» **About this exercise**
Here the job is to restate every entry word for word.

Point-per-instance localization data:
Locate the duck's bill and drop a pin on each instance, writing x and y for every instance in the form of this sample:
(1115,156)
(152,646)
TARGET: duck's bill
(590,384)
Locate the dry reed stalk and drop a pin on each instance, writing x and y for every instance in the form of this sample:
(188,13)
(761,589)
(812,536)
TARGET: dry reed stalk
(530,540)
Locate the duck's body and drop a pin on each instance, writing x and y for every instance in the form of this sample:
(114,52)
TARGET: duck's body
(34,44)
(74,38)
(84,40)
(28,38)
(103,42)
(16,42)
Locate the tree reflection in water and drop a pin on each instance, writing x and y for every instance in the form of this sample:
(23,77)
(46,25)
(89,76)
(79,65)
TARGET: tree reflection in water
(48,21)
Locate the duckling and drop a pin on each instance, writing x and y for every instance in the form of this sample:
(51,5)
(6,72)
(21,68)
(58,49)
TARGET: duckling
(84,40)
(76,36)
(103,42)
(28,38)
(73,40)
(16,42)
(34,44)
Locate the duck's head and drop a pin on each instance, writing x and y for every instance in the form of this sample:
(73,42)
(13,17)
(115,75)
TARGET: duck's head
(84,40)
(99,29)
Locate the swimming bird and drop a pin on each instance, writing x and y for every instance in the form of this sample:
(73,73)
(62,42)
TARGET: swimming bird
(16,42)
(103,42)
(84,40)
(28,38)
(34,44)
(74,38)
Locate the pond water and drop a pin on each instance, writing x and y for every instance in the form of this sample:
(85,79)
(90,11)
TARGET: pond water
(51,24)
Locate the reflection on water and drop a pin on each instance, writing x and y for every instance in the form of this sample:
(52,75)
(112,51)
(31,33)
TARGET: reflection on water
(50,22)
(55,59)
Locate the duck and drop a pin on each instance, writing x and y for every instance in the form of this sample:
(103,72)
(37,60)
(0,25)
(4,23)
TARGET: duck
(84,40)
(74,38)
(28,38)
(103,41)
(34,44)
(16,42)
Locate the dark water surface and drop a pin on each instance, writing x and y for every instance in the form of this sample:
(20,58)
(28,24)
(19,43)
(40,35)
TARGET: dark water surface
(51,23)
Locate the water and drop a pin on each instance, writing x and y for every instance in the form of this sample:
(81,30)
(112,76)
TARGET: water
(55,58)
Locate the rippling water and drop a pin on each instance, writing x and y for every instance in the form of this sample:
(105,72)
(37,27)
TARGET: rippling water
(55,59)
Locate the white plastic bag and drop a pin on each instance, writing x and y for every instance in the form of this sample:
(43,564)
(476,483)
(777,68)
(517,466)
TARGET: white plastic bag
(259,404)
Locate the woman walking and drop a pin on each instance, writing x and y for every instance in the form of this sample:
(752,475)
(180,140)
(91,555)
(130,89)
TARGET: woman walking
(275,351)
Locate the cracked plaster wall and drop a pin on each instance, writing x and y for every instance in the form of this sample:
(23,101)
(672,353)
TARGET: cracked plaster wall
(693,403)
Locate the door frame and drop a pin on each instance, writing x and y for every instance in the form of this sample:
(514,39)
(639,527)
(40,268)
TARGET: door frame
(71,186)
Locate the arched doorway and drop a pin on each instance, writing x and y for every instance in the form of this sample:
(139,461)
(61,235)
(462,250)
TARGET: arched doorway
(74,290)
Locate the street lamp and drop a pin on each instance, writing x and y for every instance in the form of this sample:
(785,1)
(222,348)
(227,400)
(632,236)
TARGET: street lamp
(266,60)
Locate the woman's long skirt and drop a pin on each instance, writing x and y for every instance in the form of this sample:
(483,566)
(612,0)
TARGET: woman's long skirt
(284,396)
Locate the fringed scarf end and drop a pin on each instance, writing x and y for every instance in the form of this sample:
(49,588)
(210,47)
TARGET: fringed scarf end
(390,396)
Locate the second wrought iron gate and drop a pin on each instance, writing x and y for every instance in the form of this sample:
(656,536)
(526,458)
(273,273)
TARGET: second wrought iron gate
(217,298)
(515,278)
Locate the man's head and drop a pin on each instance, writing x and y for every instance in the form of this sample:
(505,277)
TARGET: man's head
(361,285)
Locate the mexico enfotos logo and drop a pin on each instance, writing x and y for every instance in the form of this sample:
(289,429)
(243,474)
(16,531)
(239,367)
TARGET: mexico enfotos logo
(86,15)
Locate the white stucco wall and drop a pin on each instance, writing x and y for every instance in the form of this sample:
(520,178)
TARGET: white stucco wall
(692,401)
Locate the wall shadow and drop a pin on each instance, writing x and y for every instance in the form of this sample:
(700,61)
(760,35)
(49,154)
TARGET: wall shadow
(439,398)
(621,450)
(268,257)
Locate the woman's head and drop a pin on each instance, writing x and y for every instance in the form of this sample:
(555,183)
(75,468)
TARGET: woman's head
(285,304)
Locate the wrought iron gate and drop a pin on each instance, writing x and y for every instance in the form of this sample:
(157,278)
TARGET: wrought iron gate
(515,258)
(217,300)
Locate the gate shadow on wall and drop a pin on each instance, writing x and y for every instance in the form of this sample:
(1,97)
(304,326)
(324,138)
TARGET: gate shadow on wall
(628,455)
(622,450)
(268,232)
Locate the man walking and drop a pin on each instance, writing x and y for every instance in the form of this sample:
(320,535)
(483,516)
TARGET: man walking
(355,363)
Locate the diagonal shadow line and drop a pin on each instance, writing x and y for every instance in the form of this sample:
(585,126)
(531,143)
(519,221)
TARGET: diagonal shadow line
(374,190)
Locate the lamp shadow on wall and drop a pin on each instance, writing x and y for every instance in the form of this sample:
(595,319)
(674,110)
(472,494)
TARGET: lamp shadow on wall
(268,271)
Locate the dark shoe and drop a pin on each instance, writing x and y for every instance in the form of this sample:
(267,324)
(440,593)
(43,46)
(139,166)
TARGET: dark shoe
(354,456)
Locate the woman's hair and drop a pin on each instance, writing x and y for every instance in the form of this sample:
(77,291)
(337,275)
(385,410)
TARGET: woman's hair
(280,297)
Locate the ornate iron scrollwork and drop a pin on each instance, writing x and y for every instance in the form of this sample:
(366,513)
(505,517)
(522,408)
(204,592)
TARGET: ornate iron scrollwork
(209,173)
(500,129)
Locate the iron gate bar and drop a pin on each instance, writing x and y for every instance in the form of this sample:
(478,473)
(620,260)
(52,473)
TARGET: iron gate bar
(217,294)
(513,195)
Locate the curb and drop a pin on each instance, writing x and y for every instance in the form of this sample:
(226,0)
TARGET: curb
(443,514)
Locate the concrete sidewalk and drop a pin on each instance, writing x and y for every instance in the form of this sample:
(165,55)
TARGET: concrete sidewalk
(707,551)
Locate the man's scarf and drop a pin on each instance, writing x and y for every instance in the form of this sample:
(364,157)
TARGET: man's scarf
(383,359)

» **Answer to this task**
Locate the duck's bill and drop a pin on each instance, writing x and y for every instance in the form of this sample:
(1115,156)
(152,646)
TARGET: duck's bill
(590,384)
Locate the dry reed stalk and drop a pin on each instance, writing x and y for every instance in the form of this sample:
(188,13)
(761,589)
(812,536)
TARGET: dry reed stalk
(530,540)
Locate the duck's body and drop a pin on each instance, writing x and y for every instance in the form of this sample:
(114,52)
TARGET: duck's body
(34,44)
(74,38)
(84,40)
(28,38)
(103,42)
(16,42)
Locate the tree reflection in water and drop a pin on each instance, writing x and y for every instance in the form of this sample:
(23,77)
(46,25)
(89,76)
(79,65)
TARGET: tree reflection in water
(48,21)
Locate the duckling and drop a pin on each instance, writing x and y for every instance in the form of this sample:
(51,5)
(6,72)
(21,68)
(58,49)
TARGET: duckling
(84,40)
(76,36)
(103,42)
(28,38)
(73,40)
(16,42)
(34,44)
Locate the duck's head and drop a pin on each instance, writing x and y for every instance in the form of this sample:
(73,42)
(13,17)
(115,75)
TARGET: duck's head
(84,40)
(99,29)
Locate the swimming bird and drop a pin on each instance, writing x and y for every instance in the form of this sample:
(73,73)
(62,42)
TARGET: swimming bird
(16,42)
(103,42)
(84,40)
(28,38)
(34,44)
(74,38)
Locate the pond water and drop a pin on each instance, writing x and y for every instance in the form of this sample:
(85,79)
(90,11)
TARGET: pond water
(51,24)
Locate the reflection on water and drop a pin on each instance, writing x and y for every instance in the form of this sample:
(52,75)
(112,51)
(31,33)
TARGET: reflection on water
(50,22)
(55,59)
Locate the duck and drop a pin on each instance, writing x and y for every instance in the form of this sample:
(103,72)
(37,60)
(0,25)
(4,23)
TARGET: duck
(84,40)
(74,38)
(28,38)
(103,41)
(34,44)
(16,42)
Locate the dark water surface and drop a pin on each instance, writing x and y for every instance in the form of this sample:
(20,58)
(28,24)
(19,43)
(40,35)
TARGET: dark water surface
(51,23)
Locate the water and drop a pin on each instance, writing x and y for every instance in the form of this sample:
(81,30)
(112,76)
TARGET: water
(55,58)
Locate the rippling water and drop a pin on each instance, writing x and y for every instance in the form of this sample:
(105,72)
(37,27)
TARGET: rippling water
(55,59)
Locate the white plastic bag and drop a pin on each instance, writing x and y for every instance in the form of this sample:
(43,564)
(476,483)
(777,68)
(517,466)
TARGET: white plastic bag
(259,404)
Locate the woman walking and drop a pin on each instance, writing x and y for every instance in the form of this sample:
(752,475)
(180,140)
(91,555)
(130,89)
TARGET: woman walking
(275,351)
Locate the cracked plaster wall and drop a pin on each instance, writing x and y for every instance in the form of this sample:
(23,101)
(672,353)
TARGET: cracked plaster wall
(693,403)
Locate the door frame and drop a pin on each instance, writing x and y for every instance in the form of this sample:
(514,39)
(639,527)
(40,268)
TARGET: door frame
(71,186)
Locate the arched doorway and drop a pin on each instance, writing x and y for every instance in the form of this sample:
(139,461)
(61,235)
(462,250)
TARGET: arched doorway
(74,290)
Locate the street lamp and drop a pin on each instance, writing x and y for every instance in the form of this sample:
(785,1)
(222,348)
(227,400)
(632,236)
TARGET: street lamp
(266,60)
Locate the woman's long skirt and drop a pin on each instance, writing x and y for every instance in the form of this sample:
(483,566)
(612,0)
TARGET: woman's long skirt
(284,396)
Locate the fringed scarf end and drop a pin on each instance, writing x and y for every instance in the form of this sample:
(49,588)
(210,47)
TARGET: fringed scarf end
(390,396)
Locate the second wrought iron gate and drop a pin on each instance, writing x and y for every instance in the form of this sample:
(656,536)
(526,458)
(273,273)
TARGET: second wrought iron gate
(217,298)
(515,278)
Locate the man's head and drop a pin on each instance, writing x and y for every instance in the form of this sample:
(505,277)
TARGET: man's head
(361,285)
Locate the mexico enfotos logo and drop a pin on each instance, writing x and y for every instance in the form of this sample:
(289,429)
(243,474)
(16,531)
(239,367)
TARGET: mexico enfotos logo
(86,15)
Locate the white stucco wall and drop a pin on each instance, writing x and y for every instance in the form of this sample:
(520,178)
TARGET: white stucco wall
(692,401)
Locate the wall shadow and drop a pin on each instance, writing x and y for every instance in the form of this sample:
(700,61)
(760,35)
(49,154)
TARGET: wall shadow
(439,398)
(621,450)
(268,257)
Locate the woman's head and drop a pin on each instance, writing x and y for every instance in the form of this sample:
(555,183)
(75,468)
TARGET: woman's head
(285,304)
Locate the wrought iron gate and drop a pin on each instance, writing x and y for every instance in the form of this sample:
(157,278)
TARGET: wrought iron gate
(515,258)
(217,300)
Locate the gate shadow on wall and drop a pin on each instance, writing x and y for every instance in the form of this sample:
(1,97)
(304,326)
(324,138)
TARGET: gate shadow on wall
(628,455)
(622,450)
(268,232)
Locate the man walking and drop a pin on each instance, writing x and y for every instance in the form of this sample:
(320,535)
(483,516)
TARGET: man walking
(355,363)
Locate the diagonal shadow line and drop a pin on each instance, writing x and y for every instance in the form of this sample:
(585,126)
(531,143)
(519,221)
TARGET: diagonal shadow line
(374,190)
Locate the lamp shadow on wall and drop a pin on each instance, writing x and y for every instance in the form of this sample:
(595,319)
(674,110)
(472,494)
TARGET: lamp shadow on wall
(268,271)
Locate the dark shoe and drop a pin on each instance, writing x and y for every instance in the form of this sample:
(267,324)
(440,593)
(43,46)
(139,166)
TARGET: dark shoe
(354,456)
Locate the woman's hair and drop a pin on each instance, writing x and y for every instance in the form of this sample:
(77,291)
(337,275)
(385,410)
TARGET: woman's hair
(280,297)
Locate the ornate iron scrollwork and drop a pin on each instance, writing x and y for every instance in the form of this sample:
(366,513)
(505,517)
(522,408)
(204,592)
TARGET: ornate iron scrollwork
(209,173)
(500,129)
Locate the iron gate bar and drop a pin on each instance, writing x and y for every instance in the form of this sample:
(478,473)
(620,260)
(52,473)
TARGET: iron gate bar
(217,294)
(513,195)
Locate the curb and drop a pin on each instance, writing x and y for every instance in the form of this sample:
(226,0)
TARGET: curb
(443,514)
Locate the concrete sidewalk and drop a pin on each instance, writing x and y for every instance in the form of this sample:
(165,55)
TARGET: concrete sidewalk
(707,551)
Locate the man's scarf and drop a pin on each instance, writing x and y for every instance in the form of this sample:
(364,157)
TARGET: man's scarf
(383,359)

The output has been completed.